◆ **Work request**
Pull out the complete methods passage below on the S. aureus antibiotic assay and SaOS-2 cell culture, and reproduce it word for word.

◆ **Passage to read**
=======
Antibiotic sensitivity assay for S. aureus was carried out following a published protocol with a slight change [29]. Briefly, 105 CFU/ml of bacterial suspension was added to each of the Ti substrates in a 24-well plate. After 2 h of incubation at 37 °C to allow bacterial attachment (the initial events of biofilm formation), the samples were taken out and washed with PBS. Then, 100 µg/ml of gentamicin was added to each sample. After 2 h of contact, the level of recoverable bacteria on the surface was determined by agar plate spreading.

SaOS-2 Cell Culture

Osteoblast-like cells, SaOS-2 (ATCC number: HTB-85), were cultured in DMEM (Fischer Scientific) medium supplemented with 10 % FBS, 1 % antibiotics (penicillin/streptomycin) and 1% essential amino acid. The cells were grown in 75 cm2 flasks under 37 °C in a humidified atmosphere of 95 % air and 5% CO2. The growth medium was first changed after 24 h and then every 72 h. After the cells reached the confluence level of 80–90%, they were washed with PBS to remove the unattached cells and treated with trypsin. The cells were then centrifuged at 130 xg for 7 min. The supernatants were discarded and fresh culture medium was added to the pellets to make the desired concentration of the cells.
=======
◆ **Records**

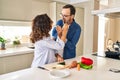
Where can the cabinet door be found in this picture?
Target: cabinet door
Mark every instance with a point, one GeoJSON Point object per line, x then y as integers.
{"type": "Point", "coordinates": [16, 62]}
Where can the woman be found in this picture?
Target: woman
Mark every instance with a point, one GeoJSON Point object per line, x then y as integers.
{"type": "Point", "coordinates": [45, 47]}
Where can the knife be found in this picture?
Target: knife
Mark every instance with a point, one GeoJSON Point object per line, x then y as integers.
{"type": "Point", "coordinates": [43, 68]}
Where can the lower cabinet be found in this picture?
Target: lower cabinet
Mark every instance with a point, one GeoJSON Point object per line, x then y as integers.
{"type": "Point", "coordinates": [15, 62]}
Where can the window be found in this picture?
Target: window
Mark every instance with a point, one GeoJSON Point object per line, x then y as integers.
{"type": "Point", "coordinates": [12, 29]}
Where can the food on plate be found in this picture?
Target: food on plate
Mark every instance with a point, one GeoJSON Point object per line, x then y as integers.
{"type": "Point", "coordinates": [84, 66]}
{"type": "Point", "coordinates": [62, 63]}
{"type": "Point", "coordinates": [78, 67]}
{"type": "Point", "coordinates": [86, 61]}
{"type": "Point", "coordinates": [73, 64]}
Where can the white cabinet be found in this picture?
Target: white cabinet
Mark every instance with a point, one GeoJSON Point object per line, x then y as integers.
{"type": "Point", "coordinates": [15, 62]}
{"type": "Point", "coordinates": [22, 9]}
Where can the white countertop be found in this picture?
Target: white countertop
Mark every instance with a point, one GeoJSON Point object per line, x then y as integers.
{"type": "Point", "coordinates": [15, 51]}
{"type": "Point", "coordinates": [100, 71]}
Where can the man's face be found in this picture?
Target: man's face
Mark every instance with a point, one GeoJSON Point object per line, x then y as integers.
{"type": "Point", "coordinates": [66, 15]}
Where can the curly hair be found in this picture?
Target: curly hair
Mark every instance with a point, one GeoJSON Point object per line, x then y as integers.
{"type": "Point", "coordinates": [72, 8]}
{"type": "Point", "coordinates": [41, 25]}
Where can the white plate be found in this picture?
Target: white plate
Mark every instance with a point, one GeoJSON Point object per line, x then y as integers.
{"type": "Point", "coordinates": [59, 73]}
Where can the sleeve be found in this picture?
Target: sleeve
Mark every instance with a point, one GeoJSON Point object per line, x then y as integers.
{"type": "Point", "coordinates": [54, 33]}
{"type": "Point", "coordinates": [72, 43]}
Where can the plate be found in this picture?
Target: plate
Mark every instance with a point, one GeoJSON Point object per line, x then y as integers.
{"type": "Point", "coordinates": [59, 73]}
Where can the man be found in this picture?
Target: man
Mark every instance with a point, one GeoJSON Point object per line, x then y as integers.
{"type": "Point", "coordinates": [74, 31]}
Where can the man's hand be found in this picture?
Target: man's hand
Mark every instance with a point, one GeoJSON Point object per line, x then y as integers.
{"type": "Point", "coordinates": [59, 31]}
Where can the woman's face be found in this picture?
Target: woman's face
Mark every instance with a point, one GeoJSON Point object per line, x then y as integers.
{"type": "Point", "coordinates": [66, 16]}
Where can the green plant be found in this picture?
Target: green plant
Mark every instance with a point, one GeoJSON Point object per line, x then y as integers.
{"type": "Point", "coordinates": [2, 40]}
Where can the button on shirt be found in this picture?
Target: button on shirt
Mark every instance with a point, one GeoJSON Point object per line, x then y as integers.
{"type": "Point", "coordinates": [45, 50]}
{"type": "Point", "coordinates": [73, 36]}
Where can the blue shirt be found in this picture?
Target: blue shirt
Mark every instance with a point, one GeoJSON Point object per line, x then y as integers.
{"type": "Point", "coordinates": [73, 36]}
{"type": "Point", "coordinates": [45, 50]}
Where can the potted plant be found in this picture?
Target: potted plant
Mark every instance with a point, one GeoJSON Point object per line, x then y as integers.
{"type": "Point", "coordinates": [16, 41]}
{"type": "Point", "coordinates": [2, 43]}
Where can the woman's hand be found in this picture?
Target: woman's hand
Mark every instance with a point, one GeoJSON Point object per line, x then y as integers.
{"type": "Point", "coordinates": [59, 31]}
{"type": "Point", "coordinates": [59, 58]}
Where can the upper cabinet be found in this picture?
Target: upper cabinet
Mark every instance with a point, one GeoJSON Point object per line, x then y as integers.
{"type": "Point", "coordinates": [22, 9]}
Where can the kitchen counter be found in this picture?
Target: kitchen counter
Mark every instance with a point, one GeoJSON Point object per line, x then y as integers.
{"type": "Point", "coordinates": [100, 71]}
{"type": "Point", "coordinates": [15, 51]}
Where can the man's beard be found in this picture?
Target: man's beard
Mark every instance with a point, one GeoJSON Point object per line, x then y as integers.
{"type": "Point", "coordinates": [66, 21]}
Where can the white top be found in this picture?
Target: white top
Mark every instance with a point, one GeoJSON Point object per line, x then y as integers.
{"type": "Point", "coordinates": [45, 50]}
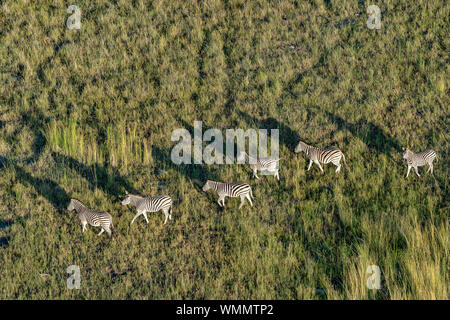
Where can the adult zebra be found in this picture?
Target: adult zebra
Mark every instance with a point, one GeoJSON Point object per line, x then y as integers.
{"type": "Point", "coordinates": [91, 217]}
{"type": "Point", "coordinates": [415, 160]}
{"type": "Point", "coordinates": [149, 204]}
{"type": "Point", "coordinates": [267, 164]}
{"type": "Point", "coordinates": [232, 189]}
{"type": "Point", "coordinates": [319, 156]}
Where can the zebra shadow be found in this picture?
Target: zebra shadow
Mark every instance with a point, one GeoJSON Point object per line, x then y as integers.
{"type": "Point", "coordinates": [107, 178]}
{"type": "Point", "coordinates": [47, 188]}
{"type": "Point", "coordinates": [288, 137]}
{"type": "Point", "coordinates": [372, 135]}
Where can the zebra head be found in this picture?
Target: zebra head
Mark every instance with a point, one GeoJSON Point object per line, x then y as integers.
{"type": "Point", "coordinates": [127, 200]}
{"type": "Point", "coordinates": [300, 147]}
{"type": "Point", "coordinates": [71, 206]}
{"type": "Point", "coordinates": [207, 185]}
{"type": "Point", "coordinates": [241, 156]}
{"type": "Point", "coordinates": [407, 153]}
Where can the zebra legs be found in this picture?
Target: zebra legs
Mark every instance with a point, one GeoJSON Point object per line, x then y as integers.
{"type": "Point", "coordinates": [221, 198]}
{"type": "Point", "coordinates": [249, 200]}
{"type": "Point", "coordinates": [167, 215]}
{"type": "Point", "coordinates": [407, 173]}
{"type": "Point", "coordinates": [137, 215]}
{"type": "Point", "coordinates": [276, 175]}
{"type": "Point", "coordinates": [318, 163]}
{"type": "Point", "coordinates": [242, 201]}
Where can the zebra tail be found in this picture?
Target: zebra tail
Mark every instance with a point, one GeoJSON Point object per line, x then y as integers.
{"type": "Point", "coordinates": [345, 163]}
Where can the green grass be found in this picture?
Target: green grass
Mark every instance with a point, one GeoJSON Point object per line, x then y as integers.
{"type": "Point", "coordinates": [89, 114]}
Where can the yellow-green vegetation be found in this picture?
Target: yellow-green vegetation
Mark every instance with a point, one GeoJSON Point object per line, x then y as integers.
{"type": "Point", "coordinates": [89, 113]}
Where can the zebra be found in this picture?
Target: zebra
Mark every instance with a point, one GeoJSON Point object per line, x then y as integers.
{"type": "Point", "coordinates": [269, 164]}
{"type": "Point", "coordinates": [92, 217]}
{"type": "Point", "coordinates": [232, 189]}
{"type": "Point", "coordinates": [324, 156]}
{"type": "Point", "coordinates": [419, 159]}
{"type": "Point", "coordinates": [149, 204]}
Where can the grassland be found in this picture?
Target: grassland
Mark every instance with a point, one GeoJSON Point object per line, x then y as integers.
{"type": "Point", "coordinates": [88, 114]}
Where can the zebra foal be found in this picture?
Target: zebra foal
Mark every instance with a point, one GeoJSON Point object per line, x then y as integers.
{"type": "Point", "coordinates": [324, 156]}
{"type": "Point", "coordinates": [91, 217]}
{"type": "Point", "coordinates": [232, 189]}
{"type": "Point", "coordinates": [149, 204]}
{"type": "Point", "coordinates": [268, 164]}
{"type": "Point", "coordinates": [415, 160]}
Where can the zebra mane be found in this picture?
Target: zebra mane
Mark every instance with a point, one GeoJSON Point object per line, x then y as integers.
{"type": "Point", "coordinates": [134, 195]}
{"type": "Point", "coordinates": [78, 202]}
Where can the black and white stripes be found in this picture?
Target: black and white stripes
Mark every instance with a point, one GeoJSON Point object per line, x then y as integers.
{"type": "Point", "coordinates": [319, 156]}
{"type": "Point", "coordinates": [262, 164]}
{"type": "Point", "coordinates": [149, 204]}
{"type": "Point", "coordinates": [91, 217]}
{"type": "Point", "coordinates": [232, 189]}
{"type": "Point", "coordinates": [415, 160]}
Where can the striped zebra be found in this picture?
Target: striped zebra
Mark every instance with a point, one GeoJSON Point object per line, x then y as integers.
{"type": "Point", "coordinates": [419, 159]}
{"type": "Point", "coordinates": [268, 164]}
{"type": "Point", "coordinates": [92, 217]}
{"type": "Point", "coordinates": [149, 204]}
{"type": "Point", "coordinates": [232, 189]}
{"type": "Point", "coordinates": [319, 156]}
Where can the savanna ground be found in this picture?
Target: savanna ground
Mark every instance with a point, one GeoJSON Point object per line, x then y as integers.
{"type": "Point", "coordinates": [89, 114]}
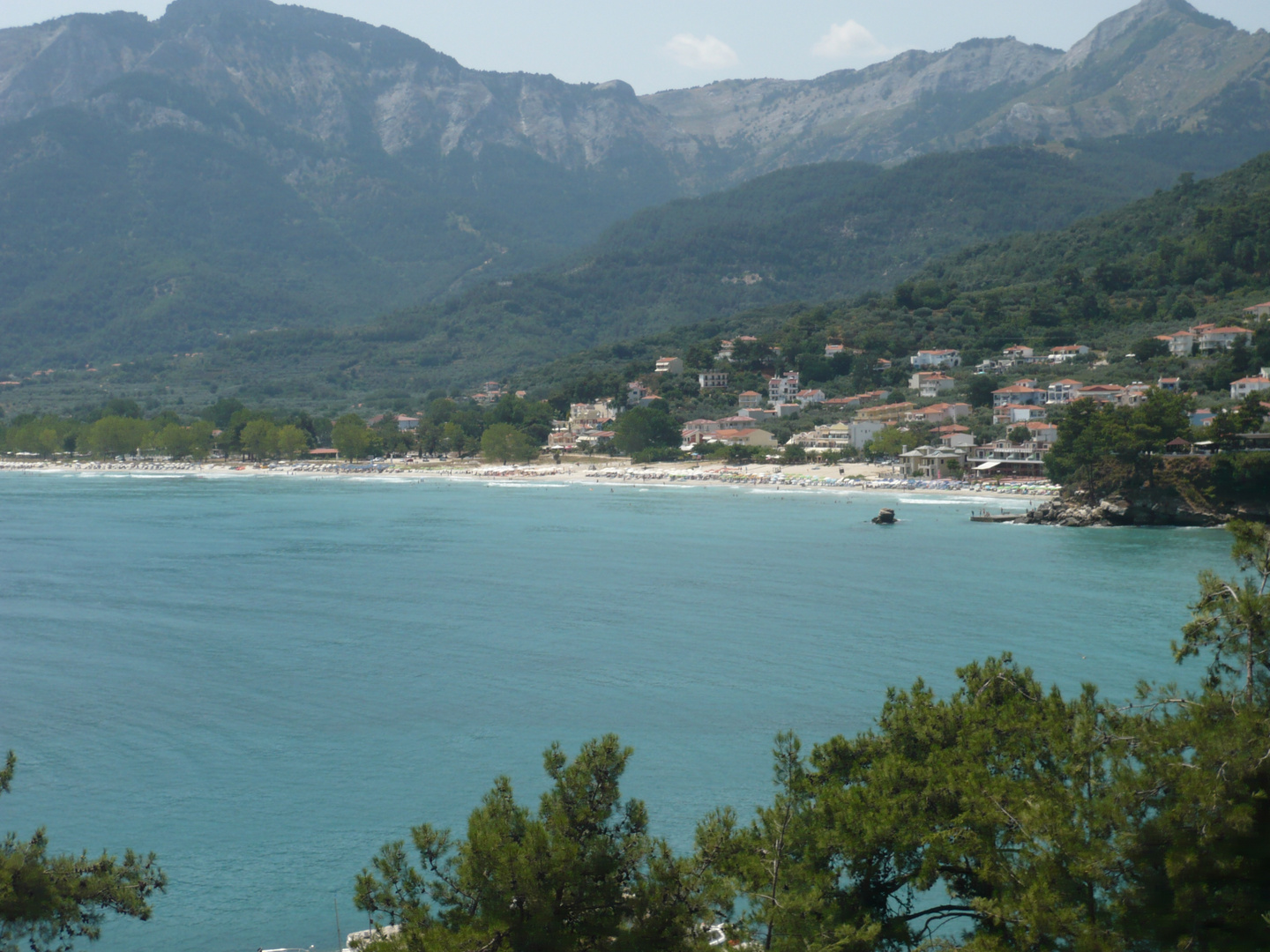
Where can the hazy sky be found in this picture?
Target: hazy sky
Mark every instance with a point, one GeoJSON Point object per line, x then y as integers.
{"type": "Point", "coordinates": [669, 43]}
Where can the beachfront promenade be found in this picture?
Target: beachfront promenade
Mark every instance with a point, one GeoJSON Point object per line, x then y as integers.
{"type": "Point", "coordinates": [808, 478]}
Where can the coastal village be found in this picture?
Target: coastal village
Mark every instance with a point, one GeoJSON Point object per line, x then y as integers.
{"type": "Point", "coordinates": [931, 428]}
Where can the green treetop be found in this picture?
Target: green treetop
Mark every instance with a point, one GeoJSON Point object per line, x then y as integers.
{"type": "Point", "coordinates": [49, 902]}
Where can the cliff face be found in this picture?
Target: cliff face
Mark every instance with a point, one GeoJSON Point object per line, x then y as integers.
{"type": "Point", "coordinates": [1160, 65]}
{"type": "Point", "coordinates": [344, 84]}
{"type": "Point", "coordinates": [332, 79]}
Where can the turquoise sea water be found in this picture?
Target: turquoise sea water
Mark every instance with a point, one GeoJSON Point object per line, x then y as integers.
{"type": "Point", "coordinates": [263, 680]}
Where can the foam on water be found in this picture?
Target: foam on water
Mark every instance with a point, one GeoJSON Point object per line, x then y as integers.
{"type": "Point", "coordinates": [265, 680]}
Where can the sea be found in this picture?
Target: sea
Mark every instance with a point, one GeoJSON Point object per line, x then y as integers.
{"type": "Point", "coordinates": [263, 680]}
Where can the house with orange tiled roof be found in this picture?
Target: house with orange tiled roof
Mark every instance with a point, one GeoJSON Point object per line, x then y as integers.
{"type": "Point", "coordinates": [1062, 391]}
{"type": "Point", "coordinates": [1102, 392]}
{"type": "Point", "coordinates": [1067, 352]}
{"type": "Point", "coordinates": [1018, 413]}
{"type": "Point", "coordinates": [938, 413]}
{"type": "Point", "coordinates": [1244, 386]}
{"type": "Point", "coordinates": [1223, 338]}
{"type": "Point", "coordinates": [886, 412]}
{"type": "Point", "coordinates": [1018, 394]}
{"type": "Point", "coordinates": [750, 437]}
{"type": "Point", "coordinates": [937, 358]}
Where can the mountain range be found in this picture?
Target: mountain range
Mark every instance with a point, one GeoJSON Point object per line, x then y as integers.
{"type": "Point", "coordinates": [239, 165]}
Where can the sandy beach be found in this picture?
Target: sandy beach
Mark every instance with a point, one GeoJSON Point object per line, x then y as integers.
{"type": "Point", "coordinates": [808, 476]}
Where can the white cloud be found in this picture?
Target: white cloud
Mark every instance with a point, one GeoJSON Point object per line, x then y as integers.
{"type": "Point", "coordinates": [701, 52]}
{"type": "Point", "coordinates": [848, 40]}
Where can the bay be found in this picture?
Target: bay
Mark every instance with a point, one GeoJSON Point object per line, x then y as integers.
{"type": "Point", "coordinates": [263, 680]}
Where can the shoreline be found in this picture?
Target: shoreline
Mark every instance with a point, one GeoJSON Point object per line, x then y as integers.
{"type": "Point", "coordinates": [805, 478]}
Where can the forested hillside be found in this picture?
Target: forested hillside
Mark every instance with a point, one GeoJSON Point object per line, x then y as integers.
{"type": "Point", "coordinates": [239, 165]}
{"type": "Point", "coordinates": [1197, 251]}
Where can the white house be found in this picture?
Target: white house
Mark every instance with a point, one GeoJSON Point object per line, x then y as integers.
{"type": "Point", "coordinates": [1018, 413]}
{"type": "Point", "coordinates": [1067, 352]}
{"type": "Point", "coordinates": [784, 387]}
{"type": "Point", "coordinates": [1042, 432]}
{"type": "Point", "coordinates": [1019, 394]}
{"type": "Point", "coordinates": [863, 430]}
{"type": "Point", "coordinates": [934, 462]}
{"type": "Point", "coordinates": [1244, 386]}
{"type": "Point", "coordinates": [1223, 338]}
{"type": "Point", "coordinates": [937, 358]}
{"type": "Point", "coordinates": [938, 413]}
{"type": "Point", "coordinates": [1102, 392]}
{"type": "Point", "coordinates": [750, 437]}
{"type": "Point", "coordinates": [1062, 391]}
{"type": "Point", "coordinates": [836, 435]}
{"type": "Point", "coordinates": [930, 383]}
{"type": "Point", "coordinates": [1180, 344]}
{"type": "Point", "coordinates": [591, 413]}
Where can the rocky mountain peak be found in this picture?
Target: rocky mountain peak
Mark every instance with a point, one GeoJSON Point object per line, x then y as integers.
{"type": "Point", "coordinates": [1134, 19]}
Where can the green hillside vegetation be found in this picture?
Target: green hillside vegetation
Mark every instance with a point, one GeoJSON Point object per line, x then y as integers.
{"type": "Point", "coordinates": [117, 242]}
{"type": "Point", "coordinates": [808, 234]}
{"type": "Point", "coordinates": [512, 429]}
{"type": "Point", "coordinates": [1197, 251]}
{"type": "Point", "coordinates": [1005, 816]}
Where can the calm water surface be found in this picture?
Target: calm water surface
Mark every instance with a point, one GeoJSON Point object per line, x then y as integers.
{"type": "Point", "coordinates": [262, 680]}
=======
◆ **Written solution**
Antibiotic sensitivity assay for S. aureus was carried out following a published protocol with a slight change [29]. Briefly, 105 CFU/ml of bacterial suspension was added to each of the Ti substrates in a 24-well plate. After 2 h of incubation at 37 °C to allow bacterial attachment (the initial events of biofilm formation), the samples were taken out and washed with PBS. Then, 100 µg/ml of gentamicin was added to each sample. After 2 h of contact, the level of recoverable bacteria on the surface was determined by agar plate spreading.

SaOS-2 Cell Culture

Osteoblast-like cells, SaOS-2 (ATCC number: HTB-85), were cultured in DMEM (Fischer Scientific) medium supplemented with 10 % FBS, 1 % antibiotics (penicillin/streptomycin) and 1% essential amino acid. The cells were grown in 75 cm2 flasks under 37 °C in a humidified atmosphere of 95 % air and 5% CO2. The growth medium was first changed after 24 h and then every 72 h. After the cells reached the confluence level of 80–90%, they were washed with PBS to remove the unattached cells and treated with trypsin. The cells were then centrifuged at 130 xg for 7 min. The supernatants were discarded and fresh culture medium was added to the pellets to make the desired concentration of the cells.